(Location identification entries)

**********

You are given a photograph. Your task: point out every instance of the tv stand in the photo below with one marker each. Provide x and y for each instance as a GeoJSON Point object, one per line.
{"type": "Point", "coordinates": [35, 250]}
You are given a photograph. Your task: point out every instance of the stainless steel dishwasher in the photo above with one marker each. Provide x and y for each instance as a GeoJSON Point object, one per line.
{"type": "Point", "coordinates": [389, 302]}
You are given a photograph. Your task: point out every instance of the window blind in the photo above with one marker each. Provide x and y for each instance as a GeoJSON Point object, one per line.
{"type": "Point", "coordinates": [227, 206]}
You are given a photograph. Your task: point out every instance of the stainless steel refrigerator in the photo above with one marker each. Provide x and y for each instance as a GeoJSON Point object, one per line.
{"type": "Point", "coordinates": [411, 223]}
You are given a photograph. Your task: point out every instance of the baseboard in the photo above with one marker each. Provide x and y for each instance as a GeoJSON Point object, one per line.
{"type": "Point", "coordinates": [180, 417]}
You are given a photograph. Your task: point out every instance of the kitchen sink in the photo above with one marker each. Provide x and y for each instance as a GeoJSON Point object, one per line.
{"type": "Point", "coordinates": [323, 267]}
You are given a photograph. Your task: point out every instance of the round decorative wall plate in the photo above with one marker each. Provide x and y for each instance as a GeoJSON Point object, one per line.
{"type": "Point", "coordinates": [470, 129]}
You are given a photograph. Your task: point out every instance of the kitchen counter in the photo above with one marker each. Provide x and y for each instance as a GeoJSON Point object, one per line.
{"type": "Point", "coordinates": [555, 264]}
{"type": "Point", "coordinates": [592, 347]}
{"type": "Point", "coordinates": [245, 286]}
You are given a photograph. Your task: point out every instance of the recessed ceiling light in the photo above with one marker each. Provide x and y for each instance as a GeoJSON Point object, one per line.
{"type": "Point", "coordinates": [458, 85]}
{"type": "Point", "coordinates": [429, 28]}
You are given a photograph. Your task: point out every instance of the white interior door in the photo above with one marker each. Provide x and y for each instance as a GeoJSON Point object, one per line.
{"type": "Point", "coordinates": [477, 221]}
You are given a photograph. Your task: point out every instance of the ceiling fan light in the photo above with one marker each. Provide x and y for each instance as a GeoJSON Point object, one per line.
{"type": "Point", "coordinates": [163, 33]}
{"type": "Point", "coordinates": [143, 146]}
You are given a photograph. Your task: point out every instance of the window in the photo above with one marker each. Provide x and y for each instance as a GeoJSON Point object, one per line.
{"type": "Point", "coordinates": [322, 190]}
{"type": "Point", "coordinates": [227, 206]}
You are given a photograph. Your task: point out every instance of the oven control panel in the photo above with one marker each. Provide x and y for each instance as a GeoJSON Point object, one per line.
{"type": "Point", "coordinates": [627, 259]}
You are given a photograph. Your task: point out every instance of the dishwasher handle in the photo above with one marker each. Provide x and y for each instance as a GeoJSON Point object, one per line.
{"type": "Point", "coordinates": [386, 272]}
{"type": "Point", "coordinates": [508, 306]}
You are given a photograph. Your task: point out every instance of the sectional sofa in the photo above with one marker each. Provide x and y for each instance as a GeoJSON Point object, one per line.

**********

__The problem__:
Repeat the material word for word, in full.

__Task output__:
You are given a photograph. Your task: point out every instance of the tv stand in the photo below with one marker each. Provide x and y for each instance as a GeoJSON Point object, one per line.
{"type": "Point", "coordinates": [35, 250]}
You are given a photograph. Your task: point out every instance of the stainless steel dishwasher in the photo above with one marker each. Provide x and y for each instance as a GeoJSON Point object, one per line.
{"type": "Point", "coordinates": [389, 302]}
You are given a photograph. Your task: point out every instance of the window blind in the photo above with one marker each. Provide x and y for each instance as a GeoJSON Point object, one per line.
{"type": "Point", "coordinates": [227, 206]}
You are given a photograph. Your task: point out every instance of the stainless steel refrigerator in the photo above with one marker each. Provide x and y for each instance as a GeoJSON Point object, one per line.
{"type": "Point", "coordinates": [411, 223]}
You are given a photograph. Your task: point out every instance of the baseboard in the photo above with one marker each. Provide x and y for each instance as a GeoJSON Point object, one per line.
{"type": "Point", "coordinates": [180, 417]}
You are given a photograph. Your task: point out every instance of the kitchen sink in the photo above with one marker each. Provide x and y for each instance as a GeoJSON Point object, one per line.
{"type": "Point", "coordinates": [323, 267]}
You are given a photograph. Your task: point out every instance of the round decorative wall plate in the photo above with one marker each. Provide x and y for each instance as a GeoJSON Point object, one per line.
{"type": "Point", "coordinates": [470, 129]}
You are given a photograph. Your task: point out every instance of the kitchen counter in the photo above with one marker each. Provide x and y for each instance as a GeoJSON Point object, one per line.
{"type": "Point", "coordinates": [555, 264]}
{"type": "Point", "coordinates": [592, 347]}
{"type": "Point", "coordinates": [245, 286]}
You are given a photograph. Your task: point out every instance of the recessed ceiling light in the photo above with one marker each. Provide x and y for each instance as a GeoJSON Point object, one per line.
{"type": "Point", "coordinates": [458, 85]}
{"type": "Point", "coordinates": [429, 28]}
You are given a photograph. Your task: point out every instance of the white interior door in the photo above with one marker each. Provide x and y for each instance as a GeoJSON Point object, one per line.
{"type": "Point", "coordinates": [477, 221]}
You are given a photograph. Your task: point out every instance of the ceiling fan light in the photo above with one marker each. Provide x and y for each instance as a GeoJSON Point object, one per line.
{"type": "Point", "coordinates": [163, 33]}
{"type": "Point", "coordinates": [143, 146]}
You are given a photograph. Your task: point out every instance of the window in the photo above with one marker each. Provide x and y for each instance as a GeoJSON Point object, one per line.
{"type": "Point", "coordinates": [322, 190]}
{"type": "Point", "coordinates": [227, 206]}
You are given a photograph. Your task: point out every instance of the oven control panel in the photo above with one marker each. Provide x and y for each instance as a GeoJSON Point object, one per line.
{"type": "Point", "coordinates": [627, 259]}
You are given a photograph. Your task: point out every instance of the dishwasher handle in the photo above with one marker each. Provide x and y for each instance as a GeoJSON Point object, one per line.
{"type": "Point", "coordinates": [386, 272]}
{"type": "Point", "coordinates": [508, 306]}
You are given a photograph. Your task: point out every instance of the sectional sofa in the photo above with one marker each. Provide x and y for each instance as a GeoJSON Point object, one per line.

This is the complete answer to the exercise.